▶ **PROBLEM TO SOLVE**: Copy the passage about the ALS protein TDP-43 word for word, from "A protein implicated" to "makes these journeys.".

**** GIVEN TEXT ****

A protein implicated in amyotrophic lateral sclerosis (ALS) travels between neurons, Feiler et al. show.
The protein TDP-43 may promote the pathology of ALS, in which deterioration of motor neurons leads to paralysis and death. Clumps of the protein accumulate in the motor neurons of patients, and mutations in its gene cause inherited forms of ALS. In individual patients, the illness starts in one location, such as a hand, and then spreads to adjacent body regions. Some evidence suggests that TDP-43 travels between neurons and thus might carry the disease in a prion-like manner, but researchers haven’t confirmed that the protein makes these journeys.
Researchers have debated whether “infectious” proteins like TDP-43 move between neuronal cell bodies or across synapses. Feiler et al. showed that, in culture, TDP-43 travels from the cell body of one motor neuron to the cell body of another. Cells released the proteins inside microvesicles and exosomes, which other cells took up. Using a microfluidic culture system, the team also found that TDP-43 crosses synapses and that this transmission occurs in both directions.
When a cell absorbed TDP-43, the protein interacted with endogenous TDP-43 and seeded the formation of protein clusters. Lysates from postmortem brains of ALS patients also spurred aggregation. The findings indicate that TDP-43 jumps between neurons and therefore might “transmit” the propensity for protein clustering from one cell to another. This behavior could explain why the disease appears to spread in patients.

**** DATA SHOWN ****

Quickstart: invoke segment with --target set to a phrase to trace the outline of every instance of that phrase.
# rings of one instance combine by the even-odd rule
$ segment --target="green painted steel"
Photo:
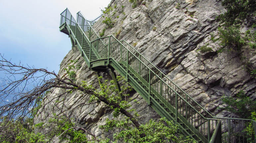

****

▶ **RESULT FOR THIS TASK**:
A protein implicated in amyotrophic lateral sclerosis (ALS) travels between neurons, Feiler et al. show.
The protein TDP-43 may promote the pathology of ALS, in which deterioration of motor neurons leads to paralysis and death. Clumps of the protein accumulate in the motor neurons of patients, and mutations in its gene cause inherited forms of ALS. In individual patients, the illness starts in one location, such as a hand, and then spreads to adjacent body regions. Some evidence suggests that TDP-43 travels between neurons and thus might carry the disease in a prion-like manner, but researchers haven’t confirmed that the protein makes these journeys.